INPUT RECORDS:
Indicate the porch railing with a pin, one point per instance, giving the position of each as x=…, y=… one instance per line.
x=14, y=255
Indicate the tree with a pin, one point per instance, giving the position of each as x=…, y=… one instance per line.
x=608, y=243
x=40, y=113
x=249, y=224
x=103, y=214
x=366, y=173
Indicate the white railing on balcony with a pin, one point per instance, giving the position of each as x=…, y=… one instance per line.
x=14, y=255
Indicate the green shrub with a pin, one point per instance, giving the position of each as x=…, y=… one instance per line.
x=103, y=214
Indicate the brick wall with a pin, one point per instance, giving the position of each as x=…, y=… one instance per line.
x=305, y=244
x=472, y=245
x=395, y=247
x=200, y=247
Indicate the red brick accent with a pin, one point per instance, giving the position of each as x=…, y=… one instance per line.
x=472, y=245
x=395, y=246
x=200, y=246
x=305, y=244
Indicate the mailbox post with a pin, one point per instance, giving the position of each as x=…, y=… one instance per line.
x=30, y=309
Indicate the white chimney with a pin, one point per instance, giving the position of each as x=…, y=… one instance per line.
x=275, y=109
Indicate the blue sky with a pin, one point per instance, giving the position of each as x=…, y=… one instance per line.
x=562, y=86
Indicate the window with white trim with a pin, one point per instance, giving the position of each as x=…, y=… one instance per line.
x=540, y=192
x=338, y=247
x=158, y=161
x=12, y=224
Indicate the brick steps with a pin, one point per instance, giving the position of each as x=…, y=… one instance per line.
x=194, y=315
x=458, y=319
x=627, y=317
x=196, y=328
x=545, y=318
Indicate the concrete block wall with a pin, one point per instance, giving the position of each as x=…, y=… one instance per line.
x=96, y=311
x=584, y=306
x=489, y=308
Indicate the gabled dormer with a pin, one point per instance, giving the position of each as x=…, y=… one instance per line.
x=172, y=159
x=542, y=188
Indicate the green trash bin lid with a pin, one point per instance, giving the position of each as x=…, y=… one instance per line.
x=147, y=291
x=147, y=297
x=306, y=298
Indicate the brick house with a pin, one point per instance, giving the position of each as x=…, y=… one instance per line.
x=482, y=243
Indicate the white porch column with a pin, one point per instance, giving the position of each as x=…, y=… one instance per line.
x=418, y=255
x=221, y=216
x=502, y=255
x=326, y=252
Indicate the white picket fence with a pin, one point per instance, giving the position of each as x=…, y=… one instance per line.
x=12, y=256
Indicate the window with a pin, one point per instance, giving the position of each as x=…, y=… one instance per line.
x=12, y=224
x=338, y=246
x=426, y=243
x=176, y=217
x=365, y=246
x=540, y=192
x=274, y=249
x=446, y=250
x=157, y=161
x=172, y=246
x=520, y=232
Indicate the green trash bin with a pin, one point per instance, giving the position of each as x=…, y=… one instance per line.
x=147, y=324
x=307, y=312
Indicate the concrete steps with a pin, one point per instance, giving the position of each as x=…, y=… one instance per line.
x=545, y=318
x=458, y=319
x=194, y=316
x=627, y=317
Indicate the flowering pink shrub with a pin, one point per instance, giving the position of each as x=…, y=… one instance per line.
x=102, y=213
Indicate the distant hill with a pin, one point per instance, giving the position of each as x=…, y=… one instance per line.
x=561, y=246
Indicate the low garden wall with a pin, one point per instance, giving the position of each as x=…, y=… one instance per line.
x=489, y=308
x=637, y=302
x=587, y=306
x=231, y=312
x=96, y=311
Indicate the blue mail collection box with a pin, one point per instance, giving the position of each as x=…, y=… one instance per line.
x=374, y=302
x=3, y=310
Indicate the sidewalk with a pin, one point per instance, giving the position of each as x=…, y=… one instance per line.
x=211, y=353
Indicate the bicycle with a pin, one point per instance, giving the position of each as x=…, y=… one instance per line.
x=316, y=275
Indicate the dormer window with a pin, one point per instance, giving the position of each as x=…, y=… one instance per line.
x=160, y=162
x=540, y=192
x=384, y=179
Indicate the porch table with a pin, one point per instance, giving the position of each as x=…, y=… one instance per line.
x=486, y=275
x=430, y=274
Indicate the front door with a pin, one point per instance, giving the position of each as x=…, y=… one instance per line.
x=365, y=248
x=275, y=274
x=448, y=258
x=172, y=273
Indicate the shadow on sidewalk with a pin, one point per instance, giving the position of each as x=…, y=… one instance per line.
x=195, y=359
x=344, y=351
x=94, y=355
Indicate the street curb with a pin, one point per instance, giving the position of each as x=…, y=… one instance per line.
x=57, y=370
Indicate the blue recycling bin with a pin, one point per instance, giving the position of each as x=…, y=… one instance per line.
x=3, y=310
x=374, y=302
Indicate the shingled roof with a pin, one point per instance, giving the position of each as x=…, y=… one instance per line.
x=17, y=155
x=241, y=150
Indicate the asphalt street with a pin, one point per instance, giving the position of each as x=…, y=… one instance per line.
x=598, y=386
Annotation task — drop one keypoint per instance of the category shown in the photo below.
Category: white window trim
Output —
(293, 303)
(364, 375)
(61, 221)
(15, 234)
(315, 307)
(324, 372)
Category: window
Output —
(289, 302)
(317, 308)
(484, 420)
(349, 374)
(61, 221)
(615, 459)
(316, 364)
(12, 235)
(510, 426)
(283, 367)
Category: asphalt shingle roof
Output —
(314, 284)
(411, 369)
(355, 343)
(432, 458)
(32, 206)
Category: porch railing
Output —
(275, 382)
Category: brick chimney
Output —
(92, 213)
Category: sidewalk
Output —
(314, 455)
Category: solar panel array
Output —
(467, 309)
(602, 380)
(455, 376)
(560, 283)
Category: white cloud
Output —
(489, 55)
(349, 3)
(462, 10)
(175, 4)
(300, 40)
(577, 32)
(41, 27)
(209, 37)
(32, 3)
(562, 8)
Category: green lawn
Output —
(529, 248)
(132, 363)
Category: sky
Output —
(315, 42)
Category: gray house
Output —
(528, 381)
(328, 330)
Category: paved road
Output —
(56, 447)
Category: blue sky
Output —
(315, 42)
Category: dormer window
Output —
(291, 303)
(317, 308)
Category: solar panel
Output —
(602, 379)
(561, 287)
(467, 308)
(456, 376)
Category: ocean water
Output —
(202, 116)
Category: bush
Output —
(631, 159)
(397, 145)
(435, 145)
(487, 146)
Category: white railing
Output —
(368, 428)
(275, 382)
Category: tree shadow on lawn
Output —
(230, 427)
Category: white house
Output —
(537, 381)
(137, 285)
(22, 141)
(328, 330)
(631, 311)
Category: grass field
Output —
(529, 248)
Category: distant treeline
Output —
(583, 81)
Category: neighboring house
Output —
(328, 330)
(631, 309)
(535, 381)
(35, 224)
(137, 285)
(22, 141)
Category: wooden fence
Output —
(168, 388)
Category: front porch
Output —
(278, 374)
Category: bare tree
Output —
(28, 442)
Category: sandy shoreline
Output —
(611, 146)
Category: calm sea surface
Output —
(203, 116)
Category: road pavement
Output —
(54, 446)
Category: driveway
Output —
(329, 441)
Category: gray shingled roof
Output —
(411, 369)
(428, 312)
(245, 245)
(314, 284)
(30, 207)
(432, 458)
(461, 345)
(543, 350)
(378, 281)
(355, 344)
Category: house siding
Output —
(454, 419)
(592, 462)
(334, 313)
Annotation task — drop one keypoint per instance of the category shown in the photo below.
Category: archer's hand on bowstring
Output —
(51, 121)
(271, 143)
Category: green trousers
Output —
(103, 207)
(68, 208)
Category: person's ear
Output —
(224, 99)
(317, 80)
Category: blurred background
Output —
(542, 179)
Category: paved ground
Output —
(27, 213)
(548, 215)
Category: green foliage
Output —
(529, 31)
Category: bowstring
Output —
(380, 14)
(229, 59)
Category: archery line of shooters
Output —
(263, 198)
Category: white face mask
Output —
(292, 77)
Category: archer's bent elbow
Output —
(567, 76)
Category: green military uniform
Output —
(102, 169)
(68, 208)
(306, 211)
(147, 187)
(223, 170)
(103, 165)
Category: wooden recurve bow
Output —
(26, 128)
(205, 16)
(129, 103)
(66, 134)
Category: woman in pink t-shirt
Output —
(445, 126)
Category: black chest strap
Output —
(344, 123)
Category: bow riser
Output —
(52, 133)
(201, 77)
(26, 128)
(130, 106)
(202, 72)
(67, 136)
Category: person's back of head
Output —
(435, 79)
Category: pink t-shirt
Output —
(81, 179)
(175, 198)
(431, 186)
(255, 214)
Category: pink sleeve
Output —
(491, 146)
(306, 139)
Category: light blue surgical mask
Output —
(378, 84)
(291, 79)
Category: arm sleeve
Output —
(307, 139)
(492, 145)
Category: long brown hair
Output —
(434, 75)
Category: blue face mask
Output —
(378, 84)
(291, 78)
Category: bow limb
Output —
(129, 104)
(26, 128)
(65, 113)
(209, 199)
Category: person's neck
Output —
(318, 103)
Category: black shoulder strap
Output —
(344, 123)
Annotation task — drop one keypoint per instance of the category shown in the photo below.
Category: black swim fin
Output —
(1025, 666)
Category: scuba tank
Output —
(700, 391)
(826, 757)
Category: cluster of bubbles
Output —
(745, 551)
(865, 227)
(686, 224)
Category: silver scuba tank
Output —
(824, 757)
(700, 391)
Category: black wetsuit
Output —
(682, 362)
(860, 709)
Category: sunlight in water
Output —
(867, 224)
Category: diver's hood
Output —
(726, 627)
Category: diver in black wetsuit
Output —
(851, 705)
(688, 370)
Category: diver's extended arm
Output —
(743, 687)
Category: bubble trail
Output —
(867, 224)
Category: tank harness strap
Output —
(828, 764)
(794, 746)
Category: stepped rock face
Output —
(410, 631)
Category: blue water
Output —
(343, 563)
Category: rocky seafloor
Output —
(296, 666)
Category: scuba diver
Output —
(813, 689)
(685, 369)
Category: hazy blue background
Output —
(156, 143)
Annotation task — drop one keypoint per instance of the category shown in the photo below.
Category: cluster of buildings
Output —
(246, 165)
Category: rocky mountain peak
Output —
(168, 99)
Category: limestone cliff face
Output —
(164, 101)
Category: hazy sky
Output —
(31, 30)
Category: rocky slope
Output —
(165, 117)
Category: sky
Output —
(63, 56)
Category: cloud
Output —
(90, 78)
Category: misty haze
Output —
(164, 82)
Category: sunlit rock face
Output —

DIRECTIONS FOR THIS TASK:
Edit the material above, starting at the line containing "Category: stepped rock face" and ending at the last line, so that "rock face" becomes "rock wall" everywhere in those lines. Give back only those lines, with nothing else changed.

EXERCISE ANSWER:
Category: stepped rock wall
Output —
(410, 631)
Category: blue water
Output —
(343, 563)
Category: rocky seafloor
Output —
(296, 666)
Category: scuba diver
Output —
(813, 689)
(685, 369)
Category: hazy blue background
Output —
(156, 143)
Annotation task — drop one keypoint per instance of the category shown in the photo below.
Category: cluster of buildings
Output —
(246, 165)
Category: rocky mountain peak
Output —
(168, 99)
Category: limestone cliff face
Output —
(164, 101)
Category: hazy sky
Output —
(31, 30)
Category: rocky slope
Output —
(165, 117)
Category: sky
Output —
(63, 56)
Category: cloud
Output —
(90, 78)
Category: misty haze
Output —
(164, 82)
Category: sunlit rock wall
Output —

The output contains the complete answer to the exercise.